**WHAT TO DO**
The result should be an exact copy of the entries that follow, with no pictures included.

[Saved entries]
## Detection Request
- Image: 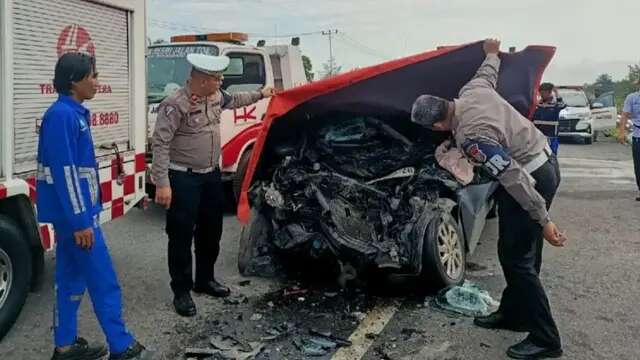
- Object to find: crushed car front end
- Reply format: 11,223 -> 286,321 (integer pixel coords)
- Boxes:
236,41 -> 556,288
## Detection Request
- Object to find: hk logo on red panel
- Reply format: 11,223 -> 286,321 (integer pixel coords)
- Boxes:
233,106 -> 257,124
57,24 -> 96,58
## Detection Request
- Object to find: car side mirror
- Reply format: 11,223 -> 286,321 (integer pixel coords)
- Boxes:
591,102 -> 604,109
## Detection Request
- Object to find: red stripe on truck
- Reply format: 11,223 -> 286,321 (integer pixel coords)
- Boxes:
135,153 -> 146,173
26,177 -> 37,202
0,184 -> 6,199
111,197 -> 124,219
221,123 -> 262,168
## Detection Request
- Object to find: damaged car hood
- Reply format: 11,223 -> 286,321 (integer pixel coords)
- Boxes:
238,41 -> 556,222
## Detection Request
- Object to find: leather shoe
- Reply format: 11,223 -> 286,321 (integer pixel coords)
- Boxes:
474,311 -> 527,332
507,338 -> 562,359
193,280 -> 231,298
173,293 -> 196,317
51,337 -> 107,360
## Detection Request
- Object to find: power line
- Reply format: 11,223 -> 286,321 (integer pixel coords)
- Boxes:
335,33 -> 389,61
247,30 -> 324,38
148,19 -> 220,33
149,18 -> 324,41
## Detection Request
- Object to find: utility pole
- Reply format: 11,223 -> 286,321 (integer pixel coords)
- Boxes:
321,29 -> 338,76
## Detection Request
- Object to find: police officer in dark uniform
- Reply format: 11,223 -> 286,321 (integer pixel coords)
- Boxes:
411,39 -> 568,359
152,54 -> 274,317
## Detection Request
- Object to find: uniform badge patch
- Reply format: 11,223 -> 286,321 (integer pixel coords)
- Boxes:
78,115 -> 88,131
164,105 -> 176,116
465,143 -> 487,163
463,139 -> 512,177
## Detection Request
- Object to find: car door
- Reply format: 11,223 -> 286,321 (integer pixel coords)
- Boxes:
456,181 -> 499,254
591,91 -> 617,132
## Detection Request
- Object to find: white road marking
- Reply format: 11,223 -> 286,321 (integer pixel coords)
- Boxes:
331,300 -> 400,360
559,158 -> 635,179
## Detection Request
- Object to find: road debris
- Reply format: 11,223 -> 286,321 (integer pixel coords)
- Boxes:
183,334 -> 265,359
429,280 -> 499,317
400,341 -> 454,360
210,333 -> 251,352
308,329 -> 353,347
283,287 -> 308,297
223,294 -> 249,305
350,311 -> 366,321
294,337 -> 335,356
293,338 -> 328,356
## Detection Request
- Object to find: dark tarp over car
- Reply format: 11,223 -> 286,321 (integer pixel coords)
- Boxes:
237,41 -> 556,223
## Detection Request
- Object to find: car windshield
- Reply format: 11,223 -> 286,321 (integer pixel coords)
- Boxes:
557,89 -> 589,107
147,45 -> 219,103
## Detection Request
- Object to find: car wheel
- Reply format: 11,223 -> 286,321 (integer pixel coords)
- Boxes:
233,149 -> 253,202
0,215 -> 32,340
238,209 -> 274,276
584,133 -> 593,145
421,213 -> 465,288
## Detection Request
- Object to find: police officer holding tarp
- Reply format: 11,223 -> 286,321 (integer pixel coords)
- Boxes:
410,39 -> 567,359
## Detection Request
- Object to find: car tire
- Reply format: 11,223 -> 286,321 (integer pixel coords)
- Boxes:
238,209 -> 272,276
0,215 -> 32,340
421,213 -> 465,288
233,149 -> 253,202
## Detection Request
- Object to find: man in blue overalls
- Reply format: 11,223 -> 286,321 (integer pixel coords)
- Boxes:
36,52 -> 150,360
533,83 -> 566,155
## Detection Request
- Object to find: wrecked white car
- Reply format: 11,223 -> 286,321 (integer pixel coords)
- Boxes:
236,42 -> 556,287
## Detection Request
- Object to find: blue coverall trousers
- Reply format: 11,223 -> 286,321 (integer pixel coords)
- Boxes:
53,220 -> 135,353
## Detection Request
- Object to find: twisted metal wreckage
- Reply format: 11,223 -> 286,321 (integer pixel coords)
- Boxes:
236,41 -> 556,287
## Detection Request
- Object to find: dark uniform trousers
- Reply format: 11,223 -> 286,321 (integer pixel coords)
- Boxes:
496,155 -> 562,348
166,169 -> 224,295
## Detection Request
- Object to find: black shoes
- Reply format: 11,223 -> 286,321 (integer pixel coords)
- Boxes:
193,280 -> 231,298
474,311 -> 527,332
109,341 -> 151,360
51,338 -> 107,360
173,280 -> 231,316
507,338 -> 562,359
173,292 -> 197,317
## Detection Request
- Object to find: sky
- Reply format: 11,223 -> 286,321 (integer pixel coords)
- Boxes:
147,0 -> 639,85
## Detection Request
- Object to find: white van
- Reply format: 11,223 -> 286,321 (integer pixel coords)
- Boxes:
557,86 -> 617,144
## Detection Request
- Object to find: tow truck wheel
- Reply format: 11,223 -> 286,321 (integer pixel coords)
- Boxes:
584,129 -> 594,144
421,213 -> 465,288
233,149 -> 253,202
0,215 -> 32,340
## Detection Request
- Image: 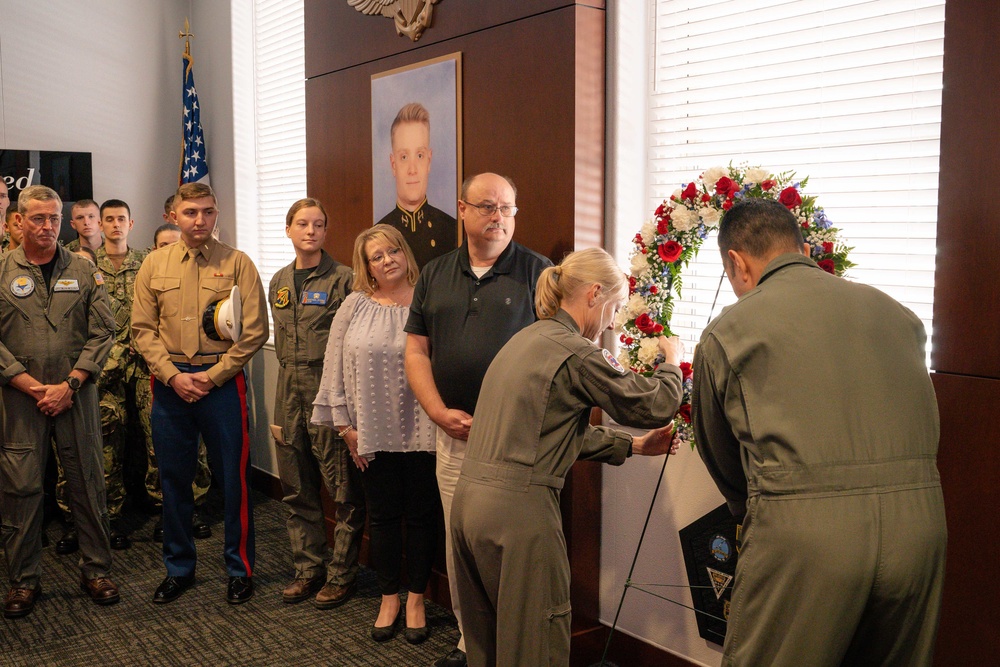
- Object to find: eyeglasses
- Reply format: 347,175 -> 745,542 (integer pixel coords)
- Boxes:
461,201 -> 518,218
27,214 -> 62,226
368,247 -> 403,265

**SOLUTION FOR THIS EXERCISE**
## Detection Request
- Image: 
- Object to find: crushed car front end
- Reply format: 11,223 -> 286,321 (integer pixel coords)
- Boxes:
236,41 -> 556,288
## Detection Request
- Object to find: hk logo on red panel
- Reply format: 11,223 -> 286,321 (integer pixel coords)
- Boxes:
233,106 -> 257,124
57,24 -> 96,58
## Detection Request
- Object to find: car side mirror
- Reply format: 11,223 -> 286,321 (integer pixel coords)
- Boxes:
591,102 -> 604,109
## Detection Request
- Object to find: red stripe on truck
- Reply format: 11,223 -> 286,321 (integer pixel coords)
- Boxes:
135,153 -> 146,173
26,177 -> 37,202
0,184 -> 6,199
111,197 -> 124,219
221,123 -> 262,168
## Detection Request
- Object to find: damaged car hood
- Reply format: 11,223 -> 286,321 (integer pixel coords)
- Boxes:
238,41 -> 556,222
## Detection Request
- Object to find: leather shoe
- Reply format: 11,223 -> 286,321 (integer pixel coords)
- Boxes:
474,311 -> 527,332
507,338 -> 562,359
193,280 -> 231,298
173,293 -> 196,317
51,337 -> 107,360
## Detection Request
- Object to find: power line
- Reply format: 11,223 -> 286,321 (integer pixel coords)
- Boxes:
335,33 -> 389,61
247,30 -> 324,38
148,19 -> 220,33
149,18 -> 324,41
## Detection Request
- Object to find: utility pole
- Reply format: 11,223 -> 286,321 (integer pixel coords)
- Boxes:
321,29 -> 338,76
## Detection Request
- Object to find: police officer in dark uniform
- Reply format: 11,223 -> 286,321 (integer pixel coords)
- Boxes:
411,39 -> 568,359
152,54 -> 274,317
## Detection Request
- Object to find: uniform badge patch
- Reply format: 11,223 -> 286,321 (integer pixel coords)
- Boxes:
78,115 -> 88,131
164,105 -> 176,116
465,143 -> 487,163
463,139 -> 512,177
## Detection Request
- Object to find: car door
- Reply format: 11,223 -> 286,321 (integer pixel coords)
- Boxes:
456,181 -> 499,254
591,91 -> 617,132
## Detection Request
- Object to find: white road marking
- Reply format: 11,223 -> 286,321 (integer pixel coords)
- Boxes:
331,300 -> 400,360
559,158 -> 635,179
## Detection Request
- Object to find: road debris
- Reply format: 11,223 -> 286,321 (integer pixel coords)
- Boxes:
183,334 -> 265,359
429,280 -> 499,317
400,341 -> 454,360
210,333 -> 251,352
308,329 -> 353,347
283,287 -> 308,297
223,294 -> 249,305
350,311 -> 366,321
294,337 -> 335,356
293,338 -> 328,356
## Detection Request
- Object to find: dark tarp over car
- Reply format: 11,223 -> 286,321 (integer pixel coords)
- Boxes:
237,41 -> 556,223
## Detection Request
- Object to find: car windshield
- Reply format: 11,223 -> 286,321 (integer pixel coords)
- Boxes:
557,89 -> 589,107
147,45 -> 219,103
## Detection Request
- Object to find: car wheel
- Reply format: 11,223 -> 286,321 (integer pixel coords)
- Boxes:
233,149 -> 253,202
0,215 -> 32,340
238,209 -> 274,276
584,133 -> 593,145
421,213 -> 465,288
## Detection Request
- Object to find: police officer holding tarp
- Reply format: 11,223 -> 286,321 (integer pixel coords)
- Boxes:
410,39 -> 567,359
## Detection Request
- Object to find: car tire
- Reply format: 11,223 -> 286,321 (integer pixel coords)
- Boxes:
238,209 -> 272,276
0,215 -> 32,340
421,213 -> 465,288
233,149 -> 253,202
## Detection Request
- Object to find: man in blue overalls
- Reply format: 11,223 -> 286,321 (integer pixel coords)
- Boxes:
36,52 -> 150,360
533,83 -> 566,155
## Detection Request
- Object to find: wrecked white car
- Reply format: 11,223 -> 286,321 (integer pixel coords)
- Boxes:
236,42 -> 556,287
## Detection Request
- Object to find: blue coverall trousers
- Reply format: 11,223 -> 286,321 (integer pixel coords)
- Boxes:
53,220 -> 135,353
## Detection Request
- Object to find: twisted metal wreckage
- Reply format: 11,223 -> 286,321 (integer pixel coords)
- Boxes:
236,41 -> 556,287
## Detection Request
- Object to find: dark uniform trousers
- Reply format: 11,223 -> 286,321 (integer pixel coords)
- Boxes:
496,155 -> 562,348
166,169 -> 224,295
## Detection Request
- Object to find: black shoes
- Reply format: 11,223 -> 286,321 (integer pixel coords)
- Boxes:
193,280 -> 231,298
474,311 -> 527,332
109,341 -> 151,360
51,338 -> 107,360
173,280 -> 231,316
507,338 -> 562,359
173,292 -> 197,317
## Detection Request
- Object to find: sky
- Reply format: 11,223 -> 286,321 (integer pixel coords)
- Boxes:
147,0 -> 639,85
## Detection Request
- Object to find: white van
- Reply format: 11,223 -> 286,321 (integer pixel coords)
- Boxes:
557,86 -> 617,144
## Detection Request
- Object to find: tow truck wheel
- Reply format: 11,223 -> 286,321 (integer pixel coords)
- Boxes:
584,129 -> 594,144
421,213 -> 465,288
233,149 -> 253,202
0,215 -> 32,340
## Detection Request
- Image: 
- Object to find: eyeglasses
- Reply format: 347,175 -> 745,542 (integer pixel coords)
- Boxes:
461,201 -> 518,218
27,214 -> 62,226
368,247 -> 403,265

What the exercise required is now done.